▶ About this task
The answer must be a word-for-word copy of the records below, with every picture left out.
···
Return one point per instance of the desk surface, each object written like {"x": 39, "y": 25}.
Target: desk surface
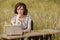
{"x": 34, "y": 33}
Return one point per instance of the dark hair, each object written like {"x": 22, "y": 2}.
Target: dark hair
{"x": 24, "y": 7}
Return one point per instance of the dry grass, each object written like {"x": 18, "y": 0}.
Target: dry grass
{"x": 45, "y": 13}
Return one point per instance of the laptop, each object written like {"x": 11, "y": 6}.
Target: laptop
{"x": 13, "y": 30}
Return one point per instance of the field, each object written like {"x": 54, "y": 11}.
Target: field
{"x": 44, "y": 13}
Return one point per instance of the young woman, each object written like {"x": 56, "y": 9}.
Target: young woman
{"x": 22, "y": 18}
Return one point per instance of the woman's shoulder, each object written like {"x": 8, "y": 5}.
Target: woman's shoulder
{"x": 14, "y": 18}
{"x": 28, "y": 17}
···
▶ Completed exercise
Return one point per instance of the desk surface, each object written like {"x": 39, "y": 25}.
Target: desk surface
{"x": 34, "y": 33}
Return one point per instance of the dark hair, each object written like {"x": 22, "y": 2}.
Target: dark hair
{"x": 24, "y": 7}
Return one point per instance of the dry grass, each object written like {"x": 18, "y": 0}.
Target: dry grass
{"x": 45, "y": 13}
Return one point per instance of the laptop, each object written like {"x": 11, "y": 6}.
Target: laptop
{"x": 13, "y": 30}
Return one point per instance of the field, each object written like {"x": 54, "y": 11}.
Target: field
{"x": 44, "y": 13}
Return one point per instance of the young woman, each object written like {"x": 56, "y": 9}.
Target: young woman
{"x": 22, "y": 18}
Return one point per instance of the woman's shoulder, each object written like {"x": 8, "y": 5}.
Target: woman's shoulder
{"x": 14, "y": 18}
{"x": 28, "y": 17}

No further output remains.